DATA SUPPLIED:

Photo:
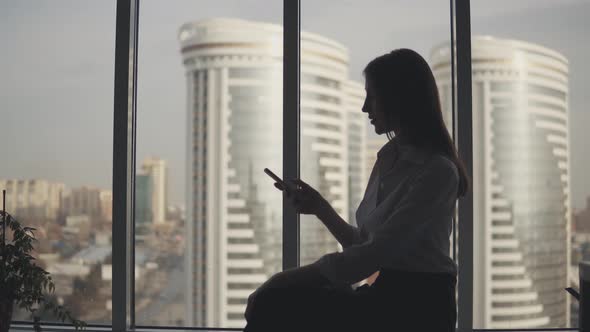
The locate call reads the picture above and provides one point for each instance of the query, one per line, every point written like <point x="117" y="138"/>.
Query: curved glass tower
<point x="234" y="130"/>
<point x="520" y="181"/>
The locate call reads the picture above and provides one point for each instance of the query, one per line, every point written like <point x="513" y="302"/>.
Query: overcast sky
<point x="57" y="59"/>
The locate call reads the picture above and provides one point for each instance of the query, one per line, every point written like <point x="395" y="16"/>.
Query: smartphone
<point x="276" y="178"/>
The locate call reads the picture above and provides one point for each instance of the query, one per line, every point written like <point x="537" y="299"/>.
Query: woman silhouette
<point x="404" y="223"/>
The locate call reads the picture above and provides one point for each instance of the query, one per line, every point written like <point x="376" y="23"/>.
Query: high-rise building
<point x="143" y="199"/>
<point x="234" y="118"/>
<point x="81" y="201"/>
<point x="374" y="144"/>
<point x="32" y="199"/>
<point x="156" y="170"/>
<point x="521" y="181"/>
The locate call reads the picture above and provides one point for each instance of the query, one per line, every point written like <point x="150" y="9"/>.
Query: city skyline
<point x="521" y="203"/>
<point x="158" y="46"/>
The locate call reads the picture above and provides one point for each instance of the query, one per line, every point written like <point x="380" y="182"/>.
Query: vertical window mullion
<point x="123" y="163"/>
<point x="291" y="149"/>
<point x="465" y="147"/>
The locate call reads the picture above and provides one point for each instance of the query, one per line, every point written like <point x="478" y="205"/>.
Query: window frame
<point x="124" y="162"/>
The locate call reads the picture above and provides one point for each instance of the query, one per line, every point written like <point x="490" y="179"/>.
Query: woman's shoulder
<point x="441" y="166"/>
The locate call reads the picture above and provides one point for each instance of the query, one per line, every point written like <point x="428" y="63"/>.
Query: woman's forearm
<point x="342" y="231"/>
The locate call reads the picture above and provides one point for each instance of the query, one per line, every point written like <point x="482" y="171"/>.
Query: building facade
<point x="521" y="181"/>
<point x="33" y="198"/>
<point x="234" y="118"/>
<point x="156" y="170"/>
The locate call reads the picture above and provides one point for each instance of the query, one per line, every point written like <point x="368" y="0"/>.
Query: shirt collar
<point x="397" y="149"/>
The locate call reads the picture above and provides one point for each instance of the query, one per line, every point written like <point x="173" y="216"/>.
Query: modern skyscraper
<point x="234" y="118"/>
<point x="32" y="199"/>
<point x="156" y="170"/>
<point x="521" y="181"/>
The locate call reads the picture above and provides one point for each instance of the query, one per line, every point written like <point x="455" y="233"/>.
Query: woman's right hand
<point x="304" y="198"/>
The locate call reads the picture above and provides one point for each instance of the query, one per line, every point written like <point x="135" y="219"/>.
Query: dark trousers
<point x="396" y="301"/>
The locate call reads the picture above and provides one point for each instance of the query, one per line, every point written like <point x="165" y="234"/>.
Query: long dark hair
<point x="405" y="88"/>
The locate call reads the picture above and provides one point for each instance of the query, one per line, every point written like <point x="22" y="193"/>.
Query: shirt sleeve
<point x="358" y="235"/>
<point x="430" y="195"/>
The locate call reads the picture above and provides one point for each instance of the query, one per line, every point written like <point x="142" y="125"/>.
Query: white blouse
<point x="404" y="220"/>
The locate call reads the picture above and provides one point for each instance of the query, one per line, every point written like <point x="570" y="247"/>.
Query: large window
<point x="56" y="106"/>
<point x="206" y="228"/>
<point x="338" y="144"/>
<point x="208" y="220"/>
<point x="530" y="82"/>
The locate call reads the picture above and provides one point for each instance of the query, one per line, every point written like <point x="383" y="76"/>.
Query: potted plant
<point x="22" y="282"/>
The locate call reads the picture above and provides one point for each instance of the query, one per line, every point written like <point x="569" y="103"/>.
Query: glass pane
<point x="530" y="83"/>
<point x="56" y="101"/>
<point x="208" y="219"/>
<point x="338" y="144"/>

PROBLEM DETAILS:
Copy the full listing above exactly, apart from the pictures.

RESPONSE FOR THIS EXERCISE:
Photo:
The locate call reads the picture above and provides one point for each instance of the query, one per line, every point written like <point x="117" y="138"/>.
Query: curved glass tower
<point x="234" y="130"/>
<point x="520" y="181"/>
The locate call reads the picture above and provides one point for each instance of the query, one per line, every point written like <point x="513" y="302"/>.
Query: overcast sky
<point x="57" y="59"/>
The locate call reads the picture above and provides one point for each instance of the query, one per line, every point written like <point x="395" y="16"/>.
Query: smartphone
<point x="276" y="178"/>
The locate call reads the picture above and provides one point for each instance of the query, one per line, every point written like <point x="537" y="299"/>.
Query: woman silhouette
<point x="404" y="223"/>
The locate call reads the picture above and provides one point for each instance of the query, one per line, every point written like <point x="376" y="23"/>.
Query: high-rise building
<point x="143" y="199"/>
<point x="234" y="118"/>
<point x="81" y="201"/>
<point x="374" y="144"/>
<point x="32" y="199"/>
<point x="156" y="170"/>
<point x="521" y="181"/>
The locate call reads the picture above and provides one point for each instance of the query, one per line, every point written like <point x="150" y="9"/>.
Query: city skyline
<point x="521" y="203"/>
<point x="158" y="46"/>
The locate call reads the picture above and provides one point for each instance of the query, one per line, every point written like <point x="380" y="182"/>.
Query: vertical window mullion
<point x="123" y="163"/>
<point x="291" y="149"/>
<point x="465" y="147"/>
The locate call reads the picture above and provides one point for each instance of the query, one per line, every point written like <point x="478" y="205"/>.
Query: window frame
<point x="124" y="162"/>
The locate call reads the picture above and provides one point for each instance of the query, one per line, every point written like <point x="490" y="179"/>.
Query: woman's shoulder
<point x="441" y="166"/>
The locate call reads the picture above and provides one point for each instance of the query, one per line, every point written like <point x="428" y="63"/>.
Query: woman's forearm
<point x="342" y="231"/>
The locate call reads the picture above and provides one point for each instance of the query, one per line, every point written like <point x="482" y="171"/>.
Query: building facade
<point x="521" y="181"/>
<point x="33" y="198"/>
<point x="234" y="118"/>
<point x="156" y="170"/>
The locate call reads the picture above and provides one point for each instance of the query, one per line, every point written like <point x="368" y="0"/>.
Query: shirt collar
<point x="397" y="149"/>
The locate call reads the picture above and provides one point for each instance of the query, one per line, every point written like <point x="173" y="216"/>.
Query: modern skyscraper
<point x="234" y="118"/>
<point x="32" y="199"/>
<point x="156" y="170"/>
<point x="521" y="181"/>
The locate call reads the picture above and provides one point for each instance of the query, one per line, every point written like <point x="455" y="233"/>.
Query: woman's right hand
<point x="304" y="198"/>
The locate call reads the picture above and provides one point for each instance of the query, one per line, every point written like <point x="135" y="219"/>.
Query: dark trousers
<point x="396" y="301"/>
The locate call reads the picture above and provides one point for each instance of the query, one per line, every point written like <point x="165" y="234"/>.
Query: long dark hair
<point x="405" y="88"/>
The locate call reads the picture above and provides one point for each instance of the query, one per line, every point written like <point x="22" y="193"/>.
Query: shirt sleeve
<point x="358" y="235"/>
<point x="430" y="195"/>
The locate call reads the picture above and provides one point for each instance of the query, one per line, every point written like <point x="142" y="125"/>.
Query: white blouse
<point x="404" y="220"/>
The locate call reads the picture above and provides one point for each instance of the query, one per line, every point written like <point x="570" y="247"/>.
Query: large window
<point x="56" y="106"/>
<point x="206" y="228"/>
<point x="338" y="144"/>
<point x="208" y="220"/>
<point x="530" y="82"/>
The locate call reads the picture above and provides one point for each instance of the query, one per line, every point written like <point x="383" y="76"/>.
Query: potted plant
<point x="22" y="282"/>
The locate call reads the picture above and provides one point for each instance of the query, one per line, every point written like <point x="569" y="103"/>.
Query: glass pane
<point x="530" y="83"/>
<point x="56" y="101"/>
<point x="208" y="219"/>
<point x="338" y="144"/>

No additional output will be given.